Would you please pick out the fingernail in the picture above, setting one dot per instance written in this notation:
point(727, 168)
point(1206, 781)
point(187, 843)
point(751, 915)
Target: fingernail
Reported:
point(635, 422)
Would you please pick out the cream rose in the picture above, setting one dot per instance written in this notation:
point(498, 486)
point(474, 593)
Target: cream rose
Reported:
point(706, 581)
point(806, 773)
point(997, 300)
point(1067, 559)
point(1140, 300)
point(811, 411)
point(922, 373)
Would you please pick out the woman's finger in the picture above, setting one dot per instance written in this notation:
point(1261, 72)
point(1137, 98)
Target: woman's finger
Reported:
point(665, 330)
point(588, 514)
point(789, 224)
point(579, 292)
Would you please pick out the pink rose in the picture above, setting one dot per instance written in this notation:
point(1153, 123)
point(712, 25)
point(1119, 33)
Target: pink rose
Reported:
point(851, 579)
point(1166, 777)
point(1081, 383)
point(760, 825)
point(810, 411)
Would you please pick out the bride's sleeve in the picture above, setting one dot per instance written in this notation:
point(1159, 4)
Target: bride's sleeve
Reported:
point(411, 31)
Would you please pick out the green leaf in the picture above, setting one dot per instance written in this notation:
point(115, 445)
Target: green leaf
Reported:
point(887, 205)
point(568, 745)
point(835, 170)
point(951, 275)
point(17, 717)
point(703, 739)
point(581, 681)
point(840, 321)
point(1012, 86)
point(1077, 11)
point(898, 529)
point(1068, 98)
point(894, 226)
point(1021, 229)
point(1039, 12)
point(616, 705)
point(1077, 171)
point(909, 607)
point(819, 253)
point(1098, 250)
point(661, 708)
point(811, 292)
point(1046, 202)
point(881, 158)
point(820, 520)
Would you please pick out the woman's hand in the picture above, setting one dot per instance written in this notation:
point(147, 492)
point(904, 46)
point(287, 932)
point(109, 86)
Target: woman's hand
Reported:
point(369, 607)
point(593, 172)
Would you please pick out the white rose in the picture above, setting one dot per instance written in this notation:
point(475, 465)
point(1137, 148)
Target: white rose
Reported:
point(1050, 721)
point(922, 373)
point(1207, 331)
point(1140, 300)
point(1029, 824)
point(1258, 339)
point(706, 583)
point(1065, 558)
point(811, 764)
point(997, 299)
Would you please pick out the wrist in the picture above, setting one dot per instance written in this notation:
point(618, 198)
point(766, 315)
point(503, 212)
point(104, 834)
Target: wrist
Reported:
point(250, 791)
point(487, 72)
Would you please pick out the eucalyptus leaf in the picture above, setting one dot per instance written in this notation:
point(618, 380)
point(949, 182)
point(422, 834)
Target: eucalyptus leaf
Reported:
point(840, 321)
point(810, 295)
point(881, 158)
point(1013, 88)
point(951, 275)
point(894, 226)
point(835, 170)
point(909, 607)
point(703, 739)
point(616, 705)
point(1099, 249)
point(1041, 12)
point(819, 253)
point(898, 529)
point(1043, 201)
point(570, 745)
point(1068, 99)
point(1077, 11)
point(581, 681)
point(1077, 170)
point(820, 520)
******************************
THE TASK —
Quote the rows from the line that contains "Would you please pick out the woman's hand" through the line that contains "point(593, 172)", including both of those lines.

COMPLETE ANSWER —
Would you please pick out the woman's hand in the picture above, setting one dot per instance written in this notation:
point(147, 492)
point(904, 46)
point(287, 932)
point(109, 86)
Target: woman's hand
Reported:
point(369, 607)
point(593, 172)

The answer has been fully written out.